Fragmento seleccionado ::
_ _ _ _ _ _ _

Anaïs (Anais Demoustier) es una mujer acelerada. Nos es presentada corriendo. Cuando habla, parece que atropella a los demás. Habla a una velocidad tal que, en ocasiones, no tiene en cuenta lo que dicen, ni si les importa lo que ella dice, como a su casera, a quien lo que le preocupe es que le pague los dos meses de alquiler que le debe y no sus problemas sentimentales, o a la pareja coreana a la que sub alquila ese piso, que ni siquiera le entienden, porque no saben nada de francés. Anais parece que va con el piloto automático, como si su vida estuviera amenazada por un incendio inminente. De hecho, la casera la suministra un detector de incendios. Anais no soporta dormir con nadie, aunque acaben de haber hecho el amor, porque no soporta sentir a nadie, porque parece que la cercan. Necesita su espacio. Tampoco soporta los sitios cerrados, motivo por el que, incluso, es capaz de subir dieciséis pisos andando porque no lo quiere hacer en un ascensor de reducido espacio. Anais parece que se ahogara, por eso corre, y atropella, y se fuga. Si su anterior pareja le abandonó porque ella fue inflexible con el hecho de no soportar dormir con nadie, quedará decepcionada con su siguiente relación, un hombre que le dobla la edad, Daniel (Denys Polyadés), porque no es tan apasionado como imaginaba. Alguien que vive con esa urgencia, como si sorbiera cada segundo, o pensara que su vida se fuera a desintegrar en cualquier instante, quizá imaginaba que un hombre ya en su declive viviera con más intensidad una historia pasional por su consciencia del paso del tiempo.

_ _ _ _ _ _ _

(Registros procedentes de una fuente de datos)
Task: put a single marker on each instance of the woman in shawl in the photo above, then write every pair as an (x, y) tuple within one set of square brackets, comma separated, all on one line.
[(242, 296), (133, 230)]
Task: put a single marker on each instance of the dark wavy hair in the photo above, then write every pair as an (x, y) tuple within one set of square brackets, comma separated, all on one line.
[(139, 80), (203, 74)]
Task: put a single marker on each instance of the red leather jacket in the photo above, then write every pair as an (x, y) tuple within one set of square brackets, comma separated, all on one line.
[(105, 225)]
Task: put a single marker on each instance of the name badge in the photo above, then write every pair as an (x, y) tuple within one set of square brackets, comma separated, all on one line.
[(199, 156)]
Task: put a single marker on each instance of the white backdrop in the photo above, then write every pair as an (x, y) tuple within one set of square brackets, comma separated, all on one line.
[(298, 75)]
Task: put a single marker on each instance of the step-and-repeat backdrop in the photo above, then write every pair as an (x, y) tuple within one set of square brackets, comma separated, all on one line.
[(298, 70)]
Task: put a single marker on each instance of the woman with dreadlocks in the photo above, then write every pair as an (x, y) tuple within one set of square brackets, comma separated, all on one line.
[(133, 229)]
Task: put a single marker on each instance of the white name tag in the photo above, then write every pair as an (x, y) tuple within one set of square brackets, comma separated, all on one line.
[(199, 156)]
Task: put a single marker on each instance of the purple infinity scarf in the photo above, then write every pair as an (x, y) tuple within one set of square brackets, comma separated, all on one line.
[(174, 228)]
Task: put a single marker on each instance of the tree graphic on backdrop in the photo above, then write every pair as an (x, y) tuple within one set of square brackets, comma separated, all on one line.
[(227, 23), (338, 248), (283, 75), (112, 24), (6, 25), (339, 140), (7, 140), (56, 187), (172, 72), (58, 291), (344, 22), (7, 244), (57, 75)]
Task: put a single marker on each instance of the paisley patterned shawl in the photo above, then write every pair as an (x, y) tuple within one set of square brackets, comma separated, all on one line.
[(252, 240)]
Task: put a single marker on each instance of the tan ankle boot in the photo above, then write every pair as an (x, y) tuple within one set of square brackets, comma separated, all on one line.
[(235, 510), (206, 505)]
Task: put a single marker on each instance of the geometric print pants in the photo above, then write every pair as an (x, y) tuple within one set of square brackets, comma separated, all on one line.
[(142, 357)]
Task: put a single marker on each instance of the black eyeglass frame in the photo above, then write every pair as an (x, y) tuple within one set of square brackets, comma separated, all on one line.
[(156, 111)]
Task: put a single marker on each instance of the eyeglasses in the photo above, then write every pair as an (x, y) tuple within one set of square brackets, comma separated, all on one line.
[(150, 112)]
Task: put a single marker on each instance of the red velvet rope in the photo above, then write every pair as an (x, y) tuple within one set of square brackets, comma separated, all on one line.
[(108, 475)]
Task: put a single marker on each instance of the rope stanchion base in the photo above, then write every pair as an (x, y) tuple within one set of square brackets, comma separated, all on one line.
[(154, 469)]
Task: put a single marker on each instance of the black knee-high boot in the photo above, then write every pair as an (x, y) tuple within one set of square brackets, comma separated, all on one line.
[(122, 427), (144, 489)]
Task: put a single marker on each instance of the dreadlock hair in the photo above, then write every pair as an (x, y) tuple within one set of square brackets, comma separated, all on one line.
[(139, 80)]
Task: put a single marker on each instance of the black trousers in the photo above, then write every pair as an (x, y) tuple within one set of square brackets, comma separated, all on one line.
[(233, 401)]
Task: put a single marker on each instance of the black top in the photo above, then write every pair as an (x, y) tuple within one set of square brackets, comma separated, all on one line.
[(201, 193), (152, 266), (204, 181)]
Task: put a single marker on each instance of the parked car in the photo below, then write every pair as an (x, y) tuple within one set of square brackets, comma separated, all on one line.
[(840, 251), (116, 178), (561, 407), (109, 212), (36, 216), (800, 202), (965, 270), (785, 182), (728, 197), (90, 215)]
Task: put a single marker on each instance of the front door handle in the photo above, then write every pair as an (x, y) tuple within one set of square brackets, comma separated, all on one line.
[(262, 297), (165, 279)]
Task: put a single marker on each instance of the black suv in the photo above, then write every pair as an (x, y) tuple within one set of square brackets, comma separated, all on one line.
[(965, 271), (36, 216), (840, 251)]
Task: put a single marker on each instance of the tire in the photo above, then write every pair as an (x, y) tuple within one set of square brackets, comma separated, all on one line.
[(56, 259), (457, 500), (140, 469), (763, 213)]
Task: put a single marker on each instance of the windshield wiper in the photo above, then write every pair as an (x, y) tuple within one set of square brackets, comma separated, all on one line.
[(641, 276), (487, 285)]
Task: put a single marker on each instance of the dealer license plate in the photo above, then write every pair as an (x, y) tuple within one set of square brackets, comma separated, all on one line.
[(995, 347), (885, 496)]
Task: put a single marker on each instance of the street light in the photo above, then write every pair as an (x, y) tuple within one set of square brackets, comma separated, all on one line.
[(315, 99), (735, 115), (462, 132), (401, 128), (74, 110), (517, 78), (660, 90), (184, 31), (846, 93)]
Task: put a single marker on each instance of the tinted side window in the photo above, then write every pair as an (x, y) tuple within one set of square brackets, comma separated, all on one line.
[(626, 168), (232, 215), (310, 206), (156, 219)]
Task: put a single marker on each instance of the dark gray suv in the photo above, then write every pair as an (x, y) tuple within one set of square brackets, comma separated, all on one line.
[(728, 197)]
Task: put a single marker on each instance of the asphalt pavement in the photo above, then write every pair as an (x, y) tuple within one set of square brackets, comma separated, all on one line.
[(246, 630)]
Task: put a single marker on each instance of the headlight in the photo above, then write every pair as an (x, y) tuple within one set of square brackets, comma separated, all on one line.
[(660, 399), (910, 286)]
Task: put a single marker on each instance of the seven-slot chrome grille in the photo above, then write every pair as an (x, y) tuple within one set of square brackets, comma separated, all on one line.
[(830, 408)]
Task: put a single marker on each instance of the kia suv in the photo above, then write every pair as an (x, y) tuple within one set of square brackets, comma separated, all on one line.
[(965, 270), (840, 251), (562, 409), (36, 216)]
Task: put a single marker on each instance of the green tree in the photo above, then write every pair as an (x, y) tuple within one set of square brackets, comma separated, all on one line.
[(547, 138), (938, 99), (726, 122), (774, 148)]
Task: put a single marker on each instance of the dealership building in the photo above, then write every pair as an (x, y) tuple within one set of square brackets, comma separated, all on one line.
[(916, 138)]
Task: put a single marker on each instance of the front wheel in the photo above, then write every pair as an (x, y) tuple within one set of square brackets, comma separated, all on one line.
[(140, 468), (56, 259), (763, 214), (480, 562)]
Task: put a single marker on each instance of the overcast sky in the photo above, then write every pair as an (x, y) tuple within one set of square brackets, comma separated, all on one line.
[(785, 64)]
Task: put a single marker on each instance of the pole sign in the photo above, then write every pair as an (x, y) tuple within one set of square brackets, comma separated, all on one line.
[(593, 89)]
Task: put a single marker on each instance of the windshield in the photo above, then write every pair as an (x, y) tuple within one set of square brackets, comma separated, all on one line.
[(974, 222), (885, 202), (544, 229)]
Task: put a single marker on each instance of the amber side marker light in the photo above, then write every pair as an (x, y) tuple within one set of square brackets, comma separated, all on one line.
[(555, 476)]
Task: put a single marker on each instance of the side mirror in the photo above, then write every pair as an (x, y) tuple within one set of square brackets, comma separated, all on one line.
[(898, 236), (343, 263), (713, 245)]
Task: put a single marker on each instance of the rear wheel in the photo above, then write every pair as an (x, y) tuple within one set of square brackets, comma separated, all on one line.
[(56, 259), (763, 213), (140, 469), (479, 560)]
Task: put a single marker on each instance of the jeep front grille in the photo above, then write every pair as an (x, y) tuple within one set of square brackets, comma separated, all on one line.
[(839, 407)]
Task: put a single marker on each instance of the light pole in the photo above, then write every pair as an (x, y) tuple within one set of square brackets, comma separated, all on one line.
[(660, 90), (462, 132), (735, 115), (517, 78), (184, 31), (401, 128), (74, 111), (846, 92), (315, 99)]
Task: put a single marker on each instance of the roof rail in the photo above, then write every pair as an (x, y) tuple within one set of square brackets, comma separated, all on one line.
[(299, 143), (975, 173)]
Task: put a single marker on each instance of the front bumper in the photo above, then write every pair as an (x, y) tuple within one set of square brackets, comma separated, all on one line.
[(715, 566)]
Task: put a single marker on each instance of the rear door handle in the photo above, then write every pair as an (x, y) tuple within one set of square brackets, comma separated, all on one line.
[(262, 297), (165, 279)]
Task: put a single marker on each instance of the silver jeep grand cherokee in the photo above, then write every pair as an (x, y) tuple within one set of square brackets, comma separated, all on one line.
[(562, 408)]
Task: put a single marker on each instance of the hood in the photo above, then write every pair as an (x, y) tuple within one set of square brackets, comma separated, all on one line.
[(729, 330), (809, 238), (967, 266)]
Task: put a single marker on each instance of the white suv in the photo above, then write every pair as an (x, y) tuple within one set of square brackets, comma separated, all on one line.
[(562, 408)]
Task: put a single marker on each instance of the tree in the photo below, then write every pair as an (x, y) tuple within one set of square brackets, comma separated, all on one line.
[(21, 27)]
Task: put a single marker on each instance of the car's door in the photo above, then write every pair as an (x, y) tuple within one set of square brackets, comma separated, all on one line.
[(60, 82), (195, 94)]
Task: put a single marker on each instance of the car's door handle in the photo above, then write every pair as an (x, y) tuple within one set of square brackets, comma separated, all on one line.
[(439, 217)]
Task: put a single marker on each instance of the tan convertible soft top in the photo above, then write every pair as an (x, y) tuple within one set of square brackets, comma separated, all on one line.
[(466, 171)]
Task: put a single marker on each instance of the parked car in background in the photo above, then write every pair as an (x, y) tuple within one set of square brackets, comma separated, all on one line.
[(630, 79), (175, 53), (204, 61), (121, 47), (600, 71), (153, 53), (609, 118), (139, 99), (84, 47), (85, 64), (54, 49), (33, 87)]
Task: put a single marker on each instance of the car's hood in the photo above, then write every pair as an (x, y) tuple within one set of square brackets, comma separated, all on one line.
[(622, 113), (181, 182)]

_ _ _ _ _ _ _

Tarea pedida ::
Contesta estas preguntas a partir del texto sobre Anaïs.
(a) ¿Qué aparato le suministra la casera a Anaïs?
(b) ¿Cuántos pisos es capaz de subir andando Anaïs para no usar un ascensor de reducido espacio?
(c) ¿Qué relación de edad hay entre Daniel y Anaïs?
Los registros no son necesarios para resolver la tarea.

Espacio de respuesta ::
(a) Un detector de incendios.
(b) Dieciséis pisos.
(c) Daniel le dobla la edad.